Your instructions: Make an exact copy of the records, dropping all pictures.

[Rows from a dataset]
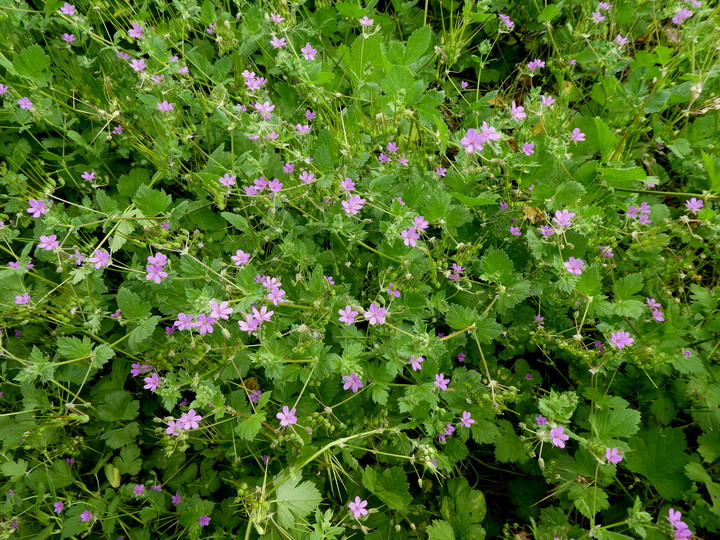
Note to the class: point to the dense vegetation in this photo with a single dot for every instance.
(310, 270)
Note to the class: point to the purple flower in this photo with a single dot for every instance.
(577, 136)
(466, 419)
(473, 141)
(277, 43)
(536, 64)
(441, 382)
(138, 65)
(100, 258)
(613, 455)
(410, 236)
(135, 30)
(415, 362)
(68, 9)
(694, 205)
(517, 112)
(240, 258)
(287, 416)
(558, 436)
(563, 218)
(25, 103)
(48, 243)
(184, 322)
(155, 273)
(353, 204)
(621, 339)
(352, 382)
(506, 21)
(308, 52)
(375, 314)
(151, 382)
(190, 420)
(574, 266)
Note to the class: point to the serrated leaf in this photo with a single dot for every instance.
(390, 486)
(618, 423)
(659, 455)
(72, 348)
(151, 202)
(296, 500)
(31, 61)
(440, 530)
(248, 428)
(131, 305)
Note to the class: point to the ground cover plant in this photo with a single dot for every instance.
(312, 270)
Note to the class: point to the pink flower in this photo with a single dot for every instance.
(287, 416)
(466, 419)
(22, 300)
(574, 266)
(25, 103)
(352, 382)
(48, 243)
(357, 507)
(375, 314)
(517, 112)
(353, 204)
(441, 382)
(347, 315)
(558, 436)
(410, 236)
(100, 258)
(308, 52)
(135, 31)
(613, 455)
(240, 258)
(68, 9)
(621, 339)
(277, 43)
(138, 65)
(577, 136)
(415, 362)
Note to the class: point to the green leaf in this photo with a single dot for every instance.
(607, 139)
(391, 486)
(131, 305)
(72, 348)
(440, 530)
(248, 428)
(236, 221)
(617, 423)
(151, 202)
(129, 461)
(14, 469)
(659, 455)
(589, 500)
(496, 266)
(296, 500)
(31, 61)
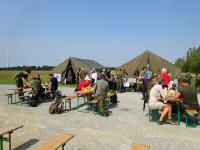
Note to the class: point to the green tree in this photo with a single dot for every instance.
(180, 62)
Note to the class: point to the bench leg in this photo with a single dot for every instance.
(1, 143)
(186, 120)
(179, 114)
(70, 104)
(10, 141)
(65, 105)
(63, 146)
(78, 103)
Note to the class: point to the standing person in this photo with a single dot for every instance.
(82, 74)
(145, 77)
(94, 75)
(136, 73)
(189, 78)
(166, 77)
(78, 79)
(101, 89)
(154, 103)
(119, 81)
(22, 80)
(197, 81)
(37, 84)
(187, 94)
(53, 84)
(70, 77)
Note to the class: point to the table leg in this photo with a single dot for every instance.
(70, 105)
(1, 143)
(179, 114)
(78, 103)
(9, 141)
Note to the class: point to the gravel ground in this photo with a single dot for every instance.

Output below:
Note to the class: point to the dense vegetation in this photo with a single dot for every instance.
(310, 270)
Note to the class: point to the purple flower in this photo with a single dot for every instance.
(577, 136)
(466, 419)
(473, 141)
(277, 43)
(536, 64)
(441, 382)
(138, 65)
(100, 258)
(613, 455)
(410, 236)
(135, 30)
(415, 362)
(68, 9)
(694, 205)
(517, 112)
(240, 258)
(287, 416)
(558, 436)
(563, 218)
(25, 103)
(48, 243)
(184, 322)
(155, 273)
(353, 204)
(621, 339)
(352, 382)
(506, 21)
(308, 52)
(375, 314)
(151, 382)
(190, 420)
(574, 266)
Note to the class: point to the serrated leaf in this photo with a single dot for every instance.
(390, 486)
(618, 423)
(659, 455)
(72, 348)
(151, 202)
(296, 500)
(31, 61)
(440, 530)
(248, 428)
(131, 305)
Note to the class: point to the ground cover plant in this photo with a single dot for every instance.
(312, 270)
Note to the class: point to the pink flower in this photo with a single dot for every instance.
(287, 416)
(466, 419)
(22, 300)
(574, 266)
(25, 103)
(352, 382)
(48, 243)
(357, 507)
(375, 314)
(517, 112)
(353, 204)
(441, 382)
(347, 315)
(558, 436)
(410, 236)
(100, 258)
(308, 52)
(135, 31)
(613, 455)
(240, 258)
(68, 9)
(621, 339)
(277, 43)
(138, 65)
(577, 136)
(415, 362)
Note to the class: point to the green leaf in this photo with a single dot for every instance.
(607, 139)
(391, 486)
(131, 305)
(72, 348)
(440, 530)
(248, 428)
(236, 221)
(617, 423)
(151, 202)
(129, 461)
(14, 469)
(659, 455)
(589, 500)
(496, 266)
(296, 500)
(31, 61)
Note to the class: point to the green tree in this photo with a single dot for every instance.
(180, 62)
Note to the class: point to the bench leg in this photo with a single dot for every instance.
(1, 143)
(186, 120)
(179, 114)
(70, 104)
(10, 141)
(65, 105)
(63, 146)
(78, 103)
Note to the class: point to the standing person in this photo with a single dot for every instance.
(82, 74)
(145, 77)
(94, 75)
(136, 73)
(189, 78)
(166, 77)
(78, 79)
(101, 89)
(154, 103)
(119, 81)
(22, 80)
(197, 81)
(37, 84)
(187, 94)
(53, 84)
(70, 77)
Note to the class: point to the table leg in this photo with a single dot for every instance.
(70, 105)
(1, 143)
(179, 114)
(78, 103)
(9, 141)
Note to the class: point to the gravel ground in this photo with a single dot for every instance.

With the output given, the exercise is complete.